Task to complete =>
The material below should be written out in full and exactly; pictures stay out of the copy.

───── Dataset rows ─────

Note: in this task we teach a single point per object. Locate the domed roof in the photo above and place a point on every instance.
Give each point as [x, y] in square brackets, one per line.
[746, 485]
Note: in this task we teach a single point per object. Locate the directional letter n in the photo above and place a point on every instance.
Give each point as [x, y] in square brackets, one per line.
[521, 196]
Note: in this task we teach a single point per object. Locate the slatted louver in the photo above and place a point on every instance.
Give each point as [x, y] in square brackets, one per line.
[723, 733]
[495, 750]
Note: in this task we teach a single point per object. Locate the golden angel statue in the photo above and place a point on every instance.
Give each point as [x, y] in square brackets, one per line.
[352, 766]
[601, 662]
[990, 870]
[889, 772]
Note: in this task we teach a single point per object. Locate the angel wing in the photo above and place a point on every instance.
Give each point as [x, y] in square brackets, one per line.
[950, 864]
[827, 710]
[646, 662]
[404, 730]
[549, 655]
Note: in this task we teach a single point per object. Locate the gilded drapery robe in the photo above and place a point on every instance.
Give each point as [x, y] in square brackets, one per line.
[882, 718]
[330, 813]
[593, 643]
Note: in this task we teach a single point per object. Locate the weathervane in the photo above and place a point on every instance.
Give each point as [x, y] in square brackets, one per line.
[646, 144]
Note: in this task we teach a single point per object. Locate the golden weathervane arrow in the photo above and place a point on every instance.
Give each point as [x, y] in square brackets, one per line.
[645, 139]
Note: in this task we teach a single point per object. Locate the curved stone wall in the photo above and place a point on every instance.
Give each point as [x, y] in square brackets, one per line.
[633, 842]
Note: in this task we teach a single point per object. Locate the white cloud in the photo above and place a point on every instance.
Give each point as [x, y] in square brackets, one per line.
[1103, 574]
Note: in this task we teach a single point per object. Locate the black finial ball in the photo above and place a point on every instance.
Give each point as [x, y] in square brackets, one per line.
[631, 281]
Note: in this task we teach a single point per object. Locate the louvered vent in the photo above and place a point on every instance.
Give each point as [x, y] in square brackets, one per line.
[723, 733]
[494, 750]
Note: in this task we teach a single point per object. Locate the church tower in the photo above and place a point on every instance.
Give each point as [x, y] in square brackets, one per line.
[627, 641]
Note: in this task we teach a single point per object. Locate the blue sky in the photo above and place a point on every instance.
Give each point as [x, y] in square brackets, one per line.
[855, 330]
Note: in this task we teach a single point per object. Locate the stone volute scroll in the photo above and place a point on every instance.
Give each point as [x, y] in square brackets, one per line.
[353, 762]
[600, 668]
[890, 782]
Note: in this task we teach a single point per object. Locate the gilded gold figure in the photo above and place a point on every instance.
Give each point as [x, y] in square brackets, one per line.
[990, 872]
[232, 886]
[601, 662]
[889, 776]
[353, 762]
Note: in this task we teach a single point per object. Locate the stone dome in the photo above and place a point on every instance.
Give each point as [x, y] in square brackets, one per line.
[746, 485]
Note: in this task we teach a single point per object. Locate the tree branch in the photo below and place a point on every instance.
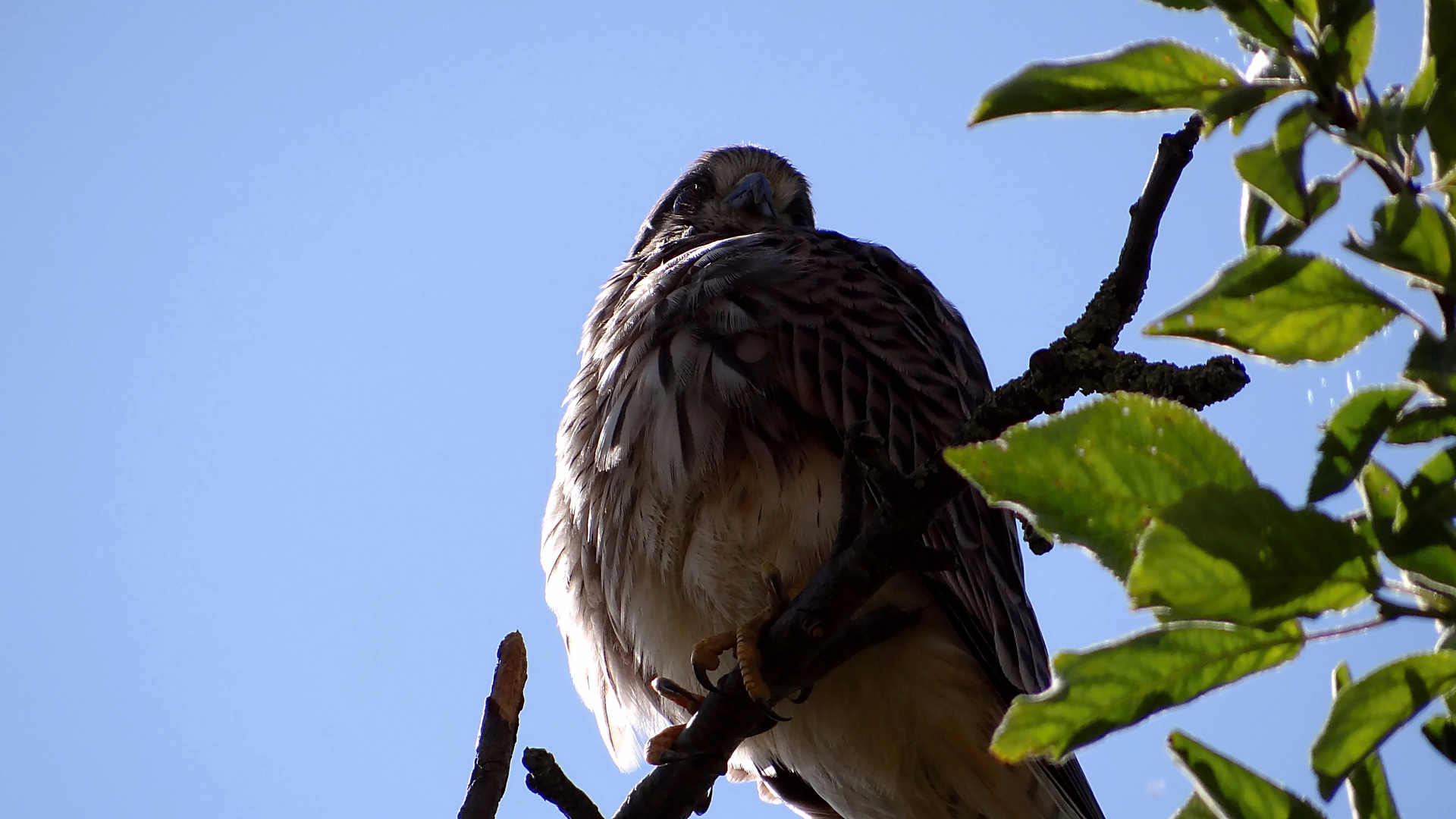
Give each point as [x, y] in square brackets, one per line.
[546, 779]
[819, 629]
[498, 727]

─────

Answer for this exercise =>
Note: in this task we teach a single point per object. Locate the domed roof in the photo above and place a point on every instance.
Give each point as [x, y] in square brackets, one per line.
[746, 485]
Note: in this task we teach a single point per object. Locate the directional letter n in the photo above and place a point on every instance.
Give each point as [x, y] in square brackets, one per line.
[521, 196]
Note: in this task we teach a single point per object. Locate the slatted louver in the photo above and place a point on every instance.
Give each point as [x, y] in square brackets, one per line.
[723, 733]
[495, 750]
Note: in this task we teach a single point per object. Locate the golden angel statue in the photo above and place a point on every instance.
Give each point as [x, y] in square brackets, one per line.
[352, 766]
[601, 662]
[990, 870]
[889, 772]
Note: in this task we teach a single point per object. Locate the angel wing in the photo above and place a point on every instance.
Give each point as [x, y] in square brackets, one per line.
[950, 864]
[827, 710]
[646, 662]
[404, 730]
[549, 655]
Note: in this task we teach a single point per object. Locate the gilded drapery robe in the photo above and place a point on every instance.
Give each point as [x, y] in square brackets, one per line.
[882, 718]
[330, 813]
[593, 643]
Note: in this task we teach a single point per object. Locate the weathervane in the photo above and place a point on every instance.
Give each point as [x, y] in square brackets, one per line.
[646, 144]
Note: in this task we teach a single point per object. Locate the golden weathervane arrow in the photo above and place a point on every instance.
Give each point as [x, y] in square brackets, one per line.
[645, 139]
Note: in this task we teach a single point per object. Locate the curved stone wall in the photo above and place a point on every instance.
Give each point as [x, y] in square brackets, one per line.
[633, 842]
Note: in this task we teach a single point per object. Locate the white cloud in the photo above and place a point on every instance.
Give each point as [x, y] in square brackets, one per line.
[1103, 574]
Note: in this task we teach a single point per object. Locate the black finial ball in the photo above and place a point on every instance.
Give each point as [x, y] in square brackets, one per line.
[631, 281]
Note: in this task we teach a single point per object. Locate the louvered vent in the photo above and place a point on every instance.
Give each point as [x, y] in square brackets, one per line.
[723, 733]
[494, 750]
Note: in this task we teach a single point per object. Locate the church tower in the photo above and place a point on every instance.
Give each point as [x, y] in square brackets, one per line.
[627, 641]
Note: in this task we teach a single point per object. Locate the blue sky in the photo above and place a point on every instance.
Give each point as [x, y] in square brackets, one per line.
[855, 330]
Note: in this task we teach a single point per object. Locate the stone volute scroll in the photo above and place a point on every instance.
Give each point as [x, y] in square brackets, one per line.
[353, 762]
[600, 668]
[890, 782]
Note: in this task we teach a single point per object. Locate the gilded gold figure in the photo above and place a point on every instance.
Give each point as [x, y] in square brackets, one per line.
[990, 872]
[232, 886]
[601, 662]
[889, 776]
[353, 762]
Note: in this task we teach a single point per object. Locate the stone dome in the photo above and place a point on every instance.
Give each point as [x, y] in square brackets, one per line.
[746, 485]
Note: in this task we teach a single point per object. Locate the tree branch in the photo below and place a point on every instance.
Give each point as [x, y] in square brackets, one per line.
[546, 779]
[819, 629]
[498, 727]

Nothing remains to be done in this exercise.